**EXTRACT:**
------------------------------------------------------------------------
But many of yhose foundations are wrong.

Mostly, because they were designed and implemented in a way that cemented them in place.

Is HTML the right abstraction for UI toolkit? If not, can we ever move towards an alternative that is? Maybe via wasm, IDK. Or css? Where we can never change the legacy (body has a margin, select is untylable) only add new, alternatives next to it (flex, datalist).

JavaScript is the only option, but it's fundamental design (weak typing, no parallelism, make it a poor choice for anything of scale. Which is why anything large or complex gets built in other languages that transpile, or that are somewhat available (wasm, webgl) as alternative.

Point being: yes, it is improving. So fast that an oldtimer like me cannot keep up. But all that improvement is tethered to foundations that are wholly unsuitable for what we want to use it for.

Agreed, TFA is lamenting the loss of a golden age that never existed. I was there. IE6-only plain JS was replaced by buggy jQuery which was replaced by unmaintainable Angular SPAs which was replaced by monstrous React codebases.
------------------------------------------------------------------------
**CHECK YOUR UNDERSTANDING:**
1. Decide whether each statement below agrees with the comment. Answer yes or no for each, quoting the exact words of the comment that settle it.
(a) The comment calls JavaScript one of several available options.
(b) The writer says the improvement comes too fast for them to keep up.
(c) The comment says buggy jQuery was replaced by monstrous React codebases.
2. Reproduce the stretch of the comment from "Is HTML the" through "webgl) as alternative.", copying it without any change.
------------------------------------------------------------------------
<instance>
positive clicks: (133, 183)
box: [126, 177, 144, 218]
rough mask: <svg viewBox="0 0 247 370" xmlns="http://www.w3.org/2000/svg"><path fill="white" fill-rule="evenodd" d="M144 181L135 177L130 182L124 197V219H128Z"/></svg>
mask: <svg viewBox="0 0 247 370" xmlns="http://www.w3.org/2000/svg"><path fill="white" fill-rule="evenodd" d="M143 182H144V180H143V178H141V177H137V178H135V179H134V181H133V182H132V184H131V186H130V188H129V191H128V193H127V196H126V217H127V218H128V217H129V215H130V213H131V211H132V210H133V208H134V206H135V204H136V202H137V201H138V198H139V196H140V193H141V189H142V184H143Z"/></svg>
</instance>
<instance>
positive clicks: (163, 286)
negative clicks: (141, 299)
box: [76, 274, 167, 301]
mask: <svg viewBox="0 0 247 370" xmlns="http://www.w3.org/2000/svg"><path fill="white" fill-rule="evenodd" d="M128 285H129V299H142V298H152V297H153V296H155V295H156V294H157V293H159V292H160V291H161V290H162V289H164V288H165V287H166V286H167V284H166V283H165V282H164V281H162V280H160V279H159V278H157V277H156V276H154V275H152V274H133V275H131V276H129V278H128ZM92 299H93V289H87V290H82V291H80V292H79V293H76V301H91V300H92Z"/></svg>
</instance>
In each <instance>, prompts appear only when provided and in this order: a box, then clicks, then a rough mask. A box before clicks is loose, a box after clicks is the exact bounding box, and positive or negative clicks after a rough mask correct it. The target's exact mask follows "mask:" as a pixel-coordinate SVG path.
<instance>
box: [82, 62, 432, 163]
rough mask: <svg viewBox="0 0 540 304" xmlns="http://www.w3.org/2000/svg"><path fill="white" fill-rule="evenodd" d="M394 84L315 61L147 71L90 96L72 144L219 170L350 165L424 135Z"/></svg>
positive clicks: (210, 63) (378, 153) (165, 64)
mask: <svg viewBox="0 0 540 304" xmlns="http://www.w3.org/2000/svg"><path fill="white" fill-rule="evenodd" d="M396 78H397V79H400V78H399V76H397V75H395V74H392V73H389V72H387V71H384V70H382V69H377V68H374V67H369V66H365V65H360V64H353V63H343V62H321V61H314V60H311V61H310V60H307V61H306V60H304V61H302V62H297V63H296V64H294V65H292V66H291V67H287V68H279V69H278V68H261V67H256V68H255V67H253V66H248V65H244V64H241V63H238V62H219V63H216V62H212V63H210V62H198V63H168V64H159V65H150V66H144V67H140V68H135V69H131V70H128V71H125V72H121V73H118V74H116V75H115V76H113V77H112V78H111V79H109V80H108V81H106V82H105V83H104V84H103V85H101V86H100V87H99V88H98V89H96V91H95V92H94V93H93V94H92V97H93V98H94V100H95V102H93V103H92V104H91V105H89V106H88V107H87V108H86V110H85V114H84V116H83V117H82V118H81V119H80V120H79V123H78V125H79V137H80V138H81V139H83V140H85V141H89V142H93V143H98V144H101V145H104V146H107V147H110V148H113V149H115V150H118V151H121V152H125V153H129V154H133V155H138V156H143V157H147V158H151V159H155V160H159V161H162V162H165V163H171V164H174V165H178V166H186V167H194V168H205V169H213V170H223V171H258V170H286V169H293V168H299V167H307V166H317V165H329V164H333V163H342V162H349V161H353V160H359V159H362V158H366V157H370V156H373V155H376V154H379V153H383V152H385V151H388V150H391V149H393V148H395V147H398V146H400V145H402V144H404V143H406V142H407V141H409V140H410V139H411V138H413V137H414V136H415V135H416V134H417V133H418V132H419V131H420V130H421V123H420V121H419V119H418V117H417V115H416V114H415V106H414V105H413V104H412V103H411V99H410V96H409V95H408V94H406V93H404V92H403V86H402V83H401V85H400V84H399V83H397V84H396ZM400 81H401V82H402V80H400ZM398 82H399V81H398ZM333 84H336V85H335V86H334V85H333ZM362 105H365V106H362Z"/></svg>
------------------------------------------------------------------------
**RESULTS OF THE TASKS:**
1.
(a) No: "JavaScript is the only option"
(b) Yes: "So fast that an oldtimer like me cannot keep up."
(c) No: "buggy jQuery which was replaced by unmaintainable Angular SPAs"

2.
Is HTML the right abstraction for UI toolkit? If not, can we ever move towards an alternative that is? Maybe via wasm, IDK. Or css? Where we can never change the legacy (body has a margin, select is untylable) only add new, alternatives next to it (flex, datalist).

JavaScript is the only option, but it's fundamental design (weak typing, no parallelism, make it a poor choice for anything of scale. Which is why anything large or complex gets built in other languages that transpile, or that are somewhat available (wasm, webgl) as alternative.